* [TASK TO COMPLETE] Pull out every line in the records below that contains the word "yellow" and copy each one in full. Case counts.

* [TASK INPUT]
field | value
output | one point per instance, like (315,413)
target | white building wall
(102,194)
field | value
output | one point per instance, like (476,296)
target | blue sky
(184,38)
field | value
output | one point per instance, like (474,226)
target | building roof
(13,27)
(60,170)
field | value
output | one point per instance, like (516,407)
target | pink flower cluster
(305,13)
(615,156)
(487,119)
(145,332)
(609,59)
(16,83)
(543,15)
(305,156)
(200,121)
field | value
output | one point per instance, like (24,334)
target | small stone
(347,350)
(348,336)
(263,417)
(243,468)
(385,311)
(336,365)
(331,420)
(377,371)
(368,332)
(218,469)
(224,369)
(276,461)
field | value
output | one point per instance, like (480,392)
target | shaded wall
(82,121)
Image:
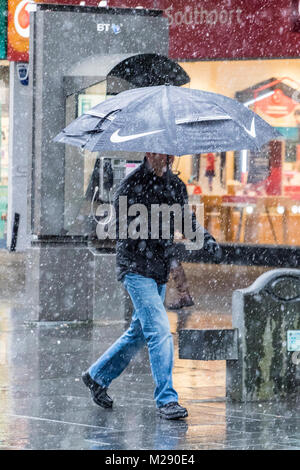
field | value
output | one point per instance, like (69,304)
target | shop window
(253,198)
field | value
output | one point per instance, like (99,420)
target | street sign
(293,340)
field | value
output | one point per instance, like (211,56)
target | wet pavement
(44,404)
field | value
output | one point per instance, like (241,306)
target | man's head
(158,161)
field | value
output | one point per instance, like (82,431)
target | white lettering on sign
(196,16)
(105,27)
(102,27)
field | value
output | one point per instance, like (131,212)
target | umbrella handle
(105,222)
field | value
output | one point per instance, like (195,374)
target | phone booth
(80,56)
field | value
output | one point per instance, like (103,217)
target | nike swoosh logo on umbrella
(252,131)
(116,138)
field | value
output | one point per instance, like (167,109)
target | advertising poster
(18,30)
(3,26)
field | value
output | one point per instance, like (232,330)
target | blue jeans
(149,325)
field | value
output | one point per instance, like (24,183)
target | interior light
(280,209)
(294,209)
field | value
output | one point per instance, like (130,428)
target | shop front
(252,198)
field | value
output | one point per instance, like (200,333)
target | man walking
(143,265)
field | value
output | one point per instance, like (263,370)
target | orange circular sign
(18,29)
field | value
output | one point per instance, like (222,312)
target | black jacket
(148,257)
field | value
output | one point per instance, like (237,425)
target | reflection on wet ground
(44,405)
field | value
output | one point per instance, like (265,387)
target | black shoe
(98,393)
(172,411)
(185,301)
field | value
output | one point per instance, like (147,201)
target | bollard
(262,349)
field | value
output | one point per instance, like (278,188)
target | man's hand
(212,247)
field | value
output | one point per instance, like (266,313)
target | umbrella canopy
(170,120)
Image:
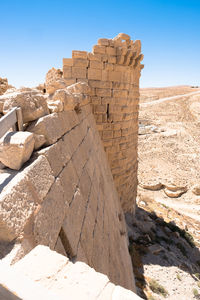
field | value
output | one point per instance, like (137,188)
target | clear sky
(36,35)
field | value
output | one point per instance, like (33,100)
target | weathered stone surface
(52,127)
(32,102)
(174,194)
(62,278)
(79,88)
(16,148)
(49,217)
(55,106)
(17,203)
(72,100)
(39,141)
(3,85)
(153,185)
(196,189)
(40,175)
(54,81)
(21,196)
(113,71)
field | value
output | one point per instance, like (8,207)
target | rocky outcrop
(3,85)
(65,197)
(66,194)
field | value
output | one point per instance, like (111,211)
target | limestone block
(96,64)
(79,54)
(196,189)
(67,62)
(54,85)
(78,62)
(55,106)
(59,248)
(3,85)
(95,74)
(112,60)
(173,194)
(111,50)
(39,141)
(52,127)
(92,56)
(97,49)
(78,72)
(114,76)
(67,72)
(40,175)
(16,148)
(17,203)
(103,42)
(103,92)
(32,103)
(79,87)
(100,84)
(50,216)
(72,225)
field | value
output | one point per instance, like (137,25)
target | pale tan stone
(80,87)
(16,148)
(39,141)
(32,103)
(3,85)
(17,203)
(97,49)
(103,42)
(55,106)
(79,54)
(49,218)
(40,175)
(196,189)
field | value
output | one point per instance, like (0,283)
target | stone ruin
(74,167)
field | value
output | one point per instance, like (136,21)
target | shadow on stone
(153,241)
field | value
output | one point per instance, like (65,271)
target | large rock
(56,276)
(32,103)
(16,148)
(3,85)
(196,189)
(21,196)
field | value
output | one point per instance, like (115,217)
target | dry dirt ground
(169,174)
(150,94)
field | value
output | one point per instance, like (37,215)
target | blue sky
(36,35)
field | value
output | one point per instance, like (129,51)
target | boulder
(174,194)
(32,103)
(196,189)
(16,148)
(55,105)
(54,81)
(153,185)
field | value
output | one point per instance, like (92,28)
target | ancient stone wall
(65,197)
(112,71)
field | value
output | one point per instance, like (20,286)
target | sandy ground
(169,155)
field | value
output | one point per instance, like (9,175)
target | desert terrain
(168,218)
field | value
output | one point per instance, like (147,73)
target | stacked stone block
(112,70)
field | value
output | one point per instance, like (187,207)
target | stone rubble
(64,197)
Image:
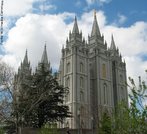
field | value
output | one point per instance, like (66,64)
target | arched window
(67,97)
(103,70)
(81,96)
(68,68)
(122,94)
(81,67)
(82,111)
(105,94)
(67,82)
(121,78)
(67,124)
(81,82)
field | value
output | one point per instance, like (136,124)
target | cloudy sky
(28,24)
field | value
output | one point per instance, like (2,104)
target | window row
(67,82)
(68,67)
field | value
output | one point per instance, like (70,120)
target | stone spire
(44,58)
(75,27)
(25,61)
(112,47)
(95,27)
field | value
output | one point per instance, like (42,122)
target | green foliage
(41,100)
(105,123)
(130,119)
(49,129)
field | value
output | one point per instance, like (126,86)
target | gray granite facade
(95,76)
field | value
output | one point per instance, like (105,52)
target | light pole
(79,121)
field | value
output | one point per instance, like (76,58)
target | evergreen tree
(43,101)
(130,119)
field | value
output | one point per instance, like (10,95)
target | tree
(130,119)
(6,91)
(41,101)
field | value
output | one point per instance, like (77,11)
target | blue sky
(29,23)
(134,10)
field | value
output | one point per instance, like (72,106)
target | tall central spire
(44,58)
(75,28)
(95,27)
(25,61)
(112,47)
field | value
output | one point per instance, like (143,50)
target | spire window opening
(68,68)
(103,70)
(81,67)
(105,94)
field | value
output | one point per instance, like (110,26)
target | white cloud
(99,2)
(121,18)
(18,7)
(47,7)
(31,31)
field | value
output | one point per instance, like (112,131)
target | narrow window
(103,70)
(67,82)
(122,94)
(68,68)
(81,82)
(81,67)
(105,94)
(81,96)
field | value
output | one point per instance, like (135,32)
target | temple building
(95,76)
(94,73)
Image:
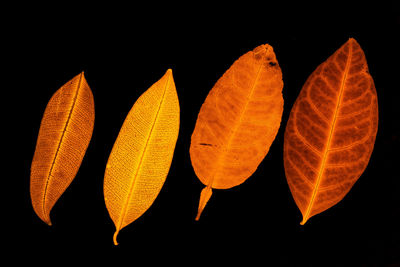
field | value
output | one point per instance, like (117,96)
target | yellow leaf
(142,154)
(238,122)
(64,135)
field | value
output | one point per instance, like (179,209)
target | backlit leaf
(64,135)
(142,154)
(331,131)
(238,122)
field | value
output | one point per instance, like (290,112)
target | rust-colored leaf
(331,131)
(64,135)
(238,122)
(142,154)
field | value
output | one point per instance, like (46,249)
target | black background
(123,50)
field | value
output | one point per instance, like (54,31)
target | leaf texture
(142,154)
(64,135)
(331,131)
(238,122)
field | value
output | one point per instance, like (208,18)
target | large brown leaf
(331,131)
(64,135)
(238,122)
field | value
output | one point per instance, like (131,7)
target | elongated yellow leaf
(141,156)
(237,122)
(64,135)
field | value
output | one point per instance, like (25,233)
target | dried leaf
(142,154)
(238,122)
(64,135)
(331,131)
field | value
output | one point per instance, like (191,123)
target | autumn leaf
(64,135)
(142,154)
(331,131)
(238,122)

* * *

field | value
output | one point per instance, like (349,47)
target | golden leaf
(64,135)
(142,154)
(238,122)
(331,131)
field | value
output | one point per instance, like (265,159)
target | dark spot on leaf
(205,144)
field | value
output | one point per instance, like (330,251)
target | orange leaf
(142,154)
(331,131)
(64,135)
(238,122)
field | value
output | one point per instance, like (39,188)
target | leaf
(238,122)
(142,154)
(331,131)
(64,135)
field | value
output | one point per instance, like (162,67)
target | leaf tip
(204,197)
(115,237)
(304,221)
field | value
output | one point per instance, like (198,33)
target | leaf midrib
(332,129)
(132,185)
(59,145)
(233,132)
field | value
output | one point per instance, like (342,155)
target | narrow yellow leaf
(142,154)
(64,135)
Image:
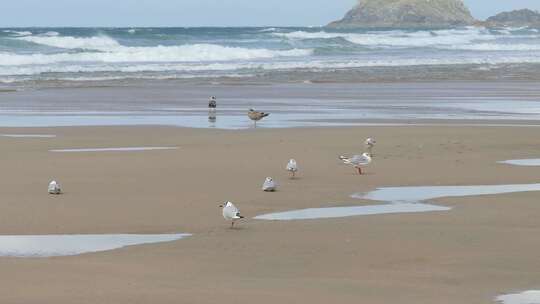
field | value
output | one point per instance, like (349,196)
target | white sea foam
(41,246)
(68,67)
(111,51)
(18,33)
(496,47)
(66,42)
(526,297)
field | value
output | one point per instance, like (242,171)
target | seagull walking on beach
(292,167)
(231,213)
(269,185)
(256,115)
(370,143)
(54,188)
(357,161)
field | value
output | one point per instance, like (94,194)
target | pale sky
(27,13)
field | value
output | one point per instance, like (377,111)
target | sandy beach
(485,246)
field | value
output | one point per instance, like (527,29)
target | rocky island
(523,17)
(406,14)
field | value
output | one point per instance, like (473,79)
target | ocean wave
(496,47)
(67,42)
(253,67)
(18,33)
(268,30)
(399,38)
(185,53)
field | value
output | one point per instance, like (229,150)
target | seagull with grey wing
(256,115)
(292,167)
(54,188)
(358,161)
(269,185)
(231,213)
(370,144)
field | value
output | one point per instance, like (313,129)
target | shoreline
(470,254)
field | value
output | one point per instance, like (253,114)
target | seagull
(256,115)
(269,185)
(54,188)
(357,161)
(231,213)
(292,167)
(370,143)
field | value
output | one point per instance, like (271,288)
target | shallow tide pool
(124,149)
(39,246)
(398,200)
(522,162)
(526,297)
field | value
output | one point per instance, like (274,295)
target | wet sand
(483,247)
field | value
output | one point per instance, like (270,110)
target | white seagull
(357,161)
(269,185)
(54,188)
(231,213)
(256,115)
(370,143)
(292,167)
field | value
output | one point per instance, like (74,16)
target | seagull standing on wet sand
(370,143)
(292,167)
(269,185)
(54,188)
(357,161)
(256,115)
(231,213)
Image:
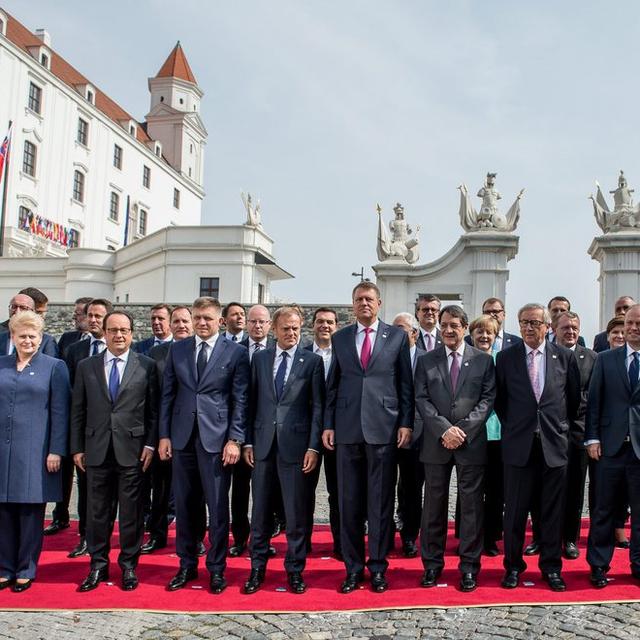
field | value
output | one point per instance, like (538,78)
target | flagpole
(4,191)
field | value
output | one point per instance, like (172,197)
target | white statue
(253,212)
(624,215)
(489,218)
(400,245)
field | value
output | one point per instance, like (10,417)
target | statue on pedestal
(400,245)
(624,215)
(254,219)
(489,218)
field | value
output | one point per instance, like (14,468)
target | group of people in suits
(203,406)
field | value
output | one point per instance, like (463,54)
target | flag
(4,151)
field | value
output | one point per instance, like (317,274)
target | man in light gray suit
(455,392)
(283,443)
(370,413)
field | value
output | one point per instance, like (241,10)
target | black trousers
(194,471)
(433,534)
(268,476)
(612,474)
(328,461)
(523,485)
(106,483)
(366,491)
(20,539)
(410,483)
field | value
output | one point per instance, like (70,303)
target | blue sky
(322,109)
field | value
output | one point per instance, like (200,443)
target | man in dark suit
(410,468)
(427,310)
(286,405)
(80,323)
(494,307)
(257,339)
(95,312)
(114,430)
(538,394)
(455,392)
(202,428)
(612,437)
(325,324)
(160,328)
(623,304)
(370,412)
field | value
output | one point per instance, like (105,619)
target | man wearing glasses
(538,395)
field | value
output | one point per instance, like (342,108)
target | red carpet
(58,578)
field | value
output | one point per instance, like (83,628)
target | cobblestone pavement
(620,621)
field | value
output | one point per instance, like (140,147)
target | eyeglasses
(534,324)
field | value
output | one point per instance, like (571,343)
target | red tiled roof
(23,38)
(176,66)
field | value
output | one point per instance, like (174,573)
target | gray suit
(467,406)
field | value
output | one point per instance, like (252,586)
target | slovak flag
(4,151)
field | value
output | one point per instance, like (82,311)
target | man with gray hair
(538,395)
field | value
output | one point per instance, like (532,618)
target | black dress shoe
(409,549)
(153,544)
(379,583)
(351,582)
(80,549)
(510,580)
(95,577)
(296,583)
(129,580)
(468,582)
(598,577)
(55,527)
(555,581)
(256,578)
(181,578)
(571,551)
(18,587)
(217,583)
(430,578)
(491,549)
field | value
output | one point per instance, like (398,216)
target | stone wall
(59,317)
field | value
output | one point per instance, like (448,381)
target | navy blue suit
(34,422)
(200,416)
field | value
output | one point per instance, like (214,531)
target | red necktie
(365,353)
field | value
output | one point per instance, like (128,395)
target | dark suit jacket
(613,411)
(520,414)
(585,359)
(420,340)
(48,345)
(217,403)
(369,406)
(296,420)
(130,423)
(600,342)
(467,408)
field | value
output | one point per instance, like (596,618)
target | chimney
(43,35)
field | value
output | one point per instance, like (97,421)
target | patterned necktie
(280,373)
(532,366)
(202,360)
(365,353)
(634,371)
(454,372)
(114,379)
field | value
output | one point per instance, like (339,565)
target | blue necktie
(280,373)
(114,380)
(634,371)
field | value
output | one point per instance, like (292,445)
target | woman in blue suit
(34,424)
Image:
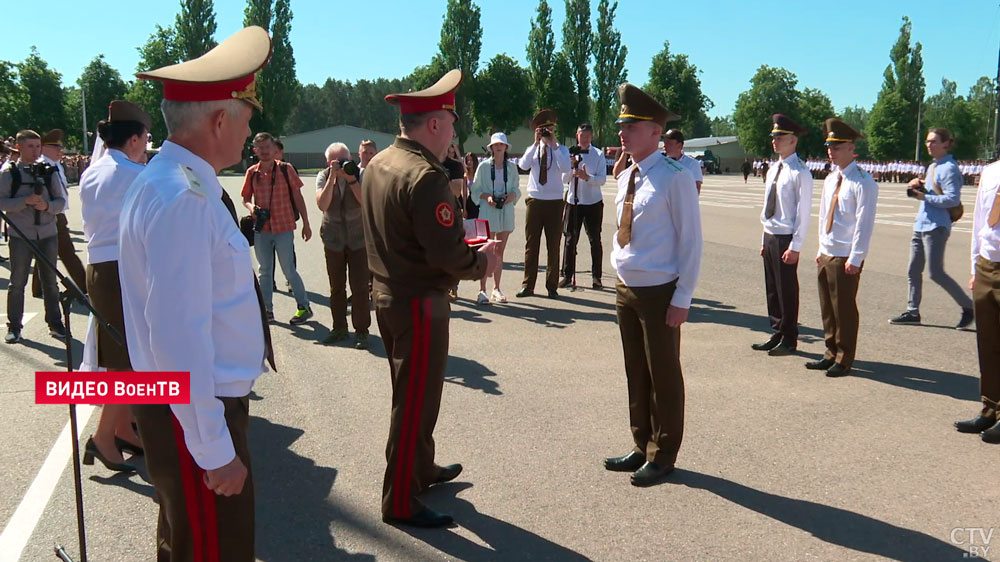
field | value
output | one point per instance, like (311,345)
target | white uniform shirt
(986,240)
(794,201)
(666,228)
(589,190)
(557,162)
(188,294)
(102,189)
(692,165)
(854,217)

==

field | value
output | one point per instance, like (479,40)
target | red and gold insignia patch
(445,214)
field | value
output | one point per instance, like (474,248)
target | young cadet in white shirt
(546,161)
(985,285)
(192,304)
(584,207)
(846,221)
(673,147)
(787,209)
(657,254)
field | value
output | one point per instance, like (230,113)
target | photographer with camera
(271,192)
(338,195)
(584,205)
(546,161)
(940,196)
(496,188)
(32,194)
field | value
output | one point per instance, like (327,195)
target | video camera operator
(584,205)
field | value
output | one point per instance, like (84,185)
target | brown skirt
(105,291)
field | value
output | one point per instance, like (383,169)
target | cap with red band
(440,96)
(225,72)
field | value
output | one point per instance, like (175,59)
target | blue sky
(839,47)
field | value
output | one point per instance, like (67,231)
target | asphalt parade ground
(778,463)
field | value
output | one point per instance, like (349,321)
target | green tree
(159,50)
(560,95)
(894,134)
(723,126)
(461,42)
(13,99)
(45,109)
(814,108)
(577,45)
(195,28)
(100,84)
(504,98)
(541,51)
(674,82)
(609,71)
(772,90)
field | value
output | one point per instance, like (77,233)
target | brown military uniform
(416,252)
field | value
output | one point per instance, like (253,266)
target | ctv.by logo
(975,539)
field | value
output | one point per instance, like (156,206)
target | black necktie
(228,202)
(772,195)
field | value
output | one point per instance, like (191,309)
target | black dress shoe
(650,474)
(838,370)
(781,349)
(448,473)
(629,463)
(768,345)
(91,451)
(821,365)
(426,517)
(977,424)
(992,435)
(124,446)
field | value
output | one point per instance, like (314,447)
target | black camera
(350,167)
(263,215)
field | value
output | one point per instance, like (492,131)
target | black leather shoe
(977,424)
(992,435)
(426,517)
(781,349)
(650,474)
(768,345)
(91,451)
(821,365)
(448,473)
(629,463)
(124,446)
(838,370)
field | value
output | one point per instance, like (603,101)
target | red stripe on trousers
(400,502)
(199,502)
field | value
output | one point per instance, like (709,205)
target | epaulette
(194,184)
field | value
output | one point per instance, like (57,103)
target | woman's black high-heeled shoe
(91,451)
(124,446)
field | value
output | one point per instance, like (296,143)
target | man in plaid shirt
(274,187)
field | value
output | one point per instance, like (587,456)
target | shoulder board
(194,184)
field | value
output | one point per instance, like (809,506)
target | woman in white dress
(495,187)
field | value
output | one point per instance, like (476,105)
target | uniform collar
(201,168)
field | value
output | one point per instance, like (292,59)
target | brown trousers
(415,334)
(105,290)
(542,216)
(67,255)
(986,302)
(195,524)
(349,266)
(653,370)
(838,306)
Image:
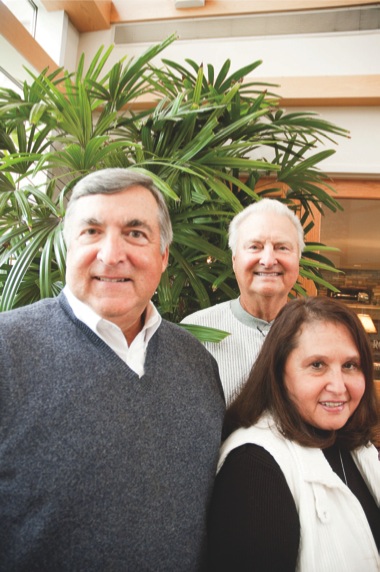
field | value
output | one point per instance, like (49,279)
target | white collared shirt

* [EXERCISE OUTPUT]
target | yellow leaf
target | elongated yellow leaf
target | narrow yellow leaf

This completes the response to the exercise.